_WHAT YOU SHOULD DO_
Please copy the notes on Jenson's piece again, beginning at the words "A few years" and stopping after "for others, too.", and replace "piece" with "essay" wherever it occurs.

A few years ago I came across Robert W. Jenson’s 1993 piece on modernity and post-modernity, and wrote some notes at the time that I thought I’d surface here. It was a helpful introductory piece for me to the topics of modernity and post-modernity, and why people use these words to describe our area and the recent past. Maybe it’ll be helpful for others, too.
First, Jenson’s thesis is conveyed to a significant degree right in the headline: “How The World Lost Its Story” addresses itself to the idea that western societies have tended to lose their cohering/cementing sense of meaning and purpose and are left with significant questions on how best to live and why.
Jenson talks about this struggle through the framework of “story and promise,” or put another way through the relationship between the story of this life and the promise of what’s to come. The “story of this life” corresponding roughly to the order and purpose to be derived from the chaos and randomness of everyday life, and the “promise of what’s to come” corresponding roughly to Christian or transcendent perspectives on eternal truth, itself pointing to a “something” beyond the immediate experiences of the present and thus furnishing reasons to create and conserve the order and structure of a society for both present and future purposes. Modernity was friendly to reason, but post-modernity appears not to be.
“Story and promise,” Jenson suggests held “modernity” together:
… [modernity] has supposed we inhabit what I will call a “narratable world.” Modernity has supposed that the world “out there” is such that stories can be told that are true to it. And modernity has supposed that the reason narratives can be true to the world is that the world somehow “has” its own true story, antecedent to, and enabling of, the stories we tell about ourselves in it.”
In effect, the church could say to her hearers: “You know that story you think you must be living out in the real world? We are here to tell you about its turning point and outcome.” ….

_RECORDED INFORMATION_
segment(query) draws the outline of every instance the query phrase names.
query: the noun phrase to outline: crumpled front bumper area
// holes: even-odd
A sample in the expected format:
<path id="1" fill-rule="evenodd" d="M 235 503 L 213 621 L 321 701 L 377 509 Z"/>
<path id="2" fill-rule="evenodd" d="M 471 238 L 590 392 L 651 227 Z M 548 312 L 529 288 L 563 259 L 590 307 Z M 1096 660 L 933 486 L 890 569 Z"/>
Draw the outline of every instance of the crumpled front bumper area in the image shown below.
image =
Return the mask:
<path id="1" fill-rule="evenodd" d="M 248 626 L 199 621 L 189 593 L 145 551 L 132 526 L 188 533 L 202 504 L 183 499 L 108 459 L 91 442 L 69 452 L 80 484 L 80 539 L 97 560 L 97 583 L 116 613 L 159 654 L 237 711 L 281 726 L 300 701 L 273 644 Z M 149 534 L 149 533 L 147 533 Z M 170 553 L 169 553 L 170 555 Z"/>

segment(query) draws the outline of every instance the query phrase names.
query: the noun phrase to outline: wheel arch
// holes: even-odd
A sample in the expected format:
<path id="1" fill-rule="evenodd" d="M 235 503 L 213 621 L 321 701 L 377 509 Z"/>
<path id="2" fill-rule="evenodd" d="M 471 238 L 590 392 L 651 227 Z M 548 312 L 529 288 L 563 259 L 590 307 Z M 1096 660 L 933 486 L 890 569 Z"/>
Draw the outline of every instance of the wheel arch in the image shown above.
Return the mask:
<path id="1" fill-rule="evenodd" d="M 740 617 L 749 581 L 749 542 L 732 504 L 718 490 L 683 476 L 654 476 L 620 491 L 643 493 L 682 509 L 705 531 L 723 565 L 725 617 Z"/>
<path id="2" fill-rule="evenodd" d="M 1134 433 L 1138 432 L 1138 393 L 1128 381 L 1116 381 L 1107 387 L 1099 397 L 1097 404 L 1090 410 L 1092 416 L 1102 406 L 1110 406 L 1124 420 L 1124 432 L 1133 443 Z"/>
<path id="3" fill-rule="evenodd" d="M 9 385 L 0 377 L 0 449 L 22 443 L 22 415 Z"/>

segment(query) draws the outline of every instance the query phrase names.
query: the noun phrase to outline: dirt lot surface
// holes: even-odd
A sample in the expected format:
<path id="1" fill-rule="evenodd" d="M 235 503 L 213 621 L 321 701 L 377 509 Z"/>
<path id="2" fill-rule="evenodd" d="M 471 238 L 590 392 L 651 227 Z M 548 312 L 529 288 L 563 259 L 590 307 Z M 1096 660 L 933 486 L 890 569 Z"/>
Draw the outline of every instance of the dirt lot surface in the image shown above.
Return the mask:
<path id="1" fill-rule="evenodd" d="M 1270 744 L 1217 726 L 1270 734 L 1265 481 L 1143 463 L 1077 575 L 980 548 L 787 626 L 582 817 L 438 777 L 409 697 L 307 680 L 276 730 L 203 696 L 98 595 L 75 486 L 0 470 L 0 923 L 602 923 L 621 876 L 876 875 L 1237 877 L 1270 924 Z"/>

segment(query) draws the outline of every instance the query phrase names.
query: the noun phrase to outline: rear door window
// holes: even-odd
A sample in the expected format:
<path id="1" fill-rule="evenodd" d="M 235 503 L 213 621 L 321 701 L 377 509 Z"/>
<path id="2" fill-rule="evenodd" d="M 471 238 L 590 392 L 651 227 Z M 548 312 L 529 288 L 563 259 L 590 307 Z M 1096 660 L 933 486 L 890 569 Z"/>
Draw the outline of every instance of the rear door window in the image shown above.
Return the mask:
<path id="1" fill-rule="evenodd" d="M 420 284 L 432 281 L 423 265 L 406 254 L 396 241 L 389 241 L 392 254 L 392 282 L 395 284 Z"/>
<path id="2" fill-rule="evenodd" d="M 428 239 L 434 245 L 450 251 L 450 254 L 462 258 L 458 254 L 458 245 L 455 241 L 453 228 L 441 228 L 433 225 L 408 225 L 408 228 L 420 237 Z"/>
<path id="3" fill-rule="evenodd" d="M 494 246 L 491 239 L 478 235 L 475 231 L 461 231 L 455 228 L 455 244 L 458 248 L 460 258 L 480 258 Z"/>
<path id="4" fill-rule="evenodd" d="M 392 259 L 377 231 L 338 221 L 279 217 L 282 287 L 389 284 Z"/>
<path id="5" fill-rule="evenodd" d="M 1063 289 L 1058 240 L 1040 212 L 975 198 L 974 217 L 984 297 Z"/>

_SOLVED PROBLEM_
A few years ago I came across Robert W. Jenson’s 1993 essay on modernity and post-modernity, and wrote some notes at the time that I thought I’d surface here. It was a helpful introductory essay for me to the topics of modernity and post-modernity, and why people use these words to describe our area and the recent past. Maybe it’ll be helpful for others, too.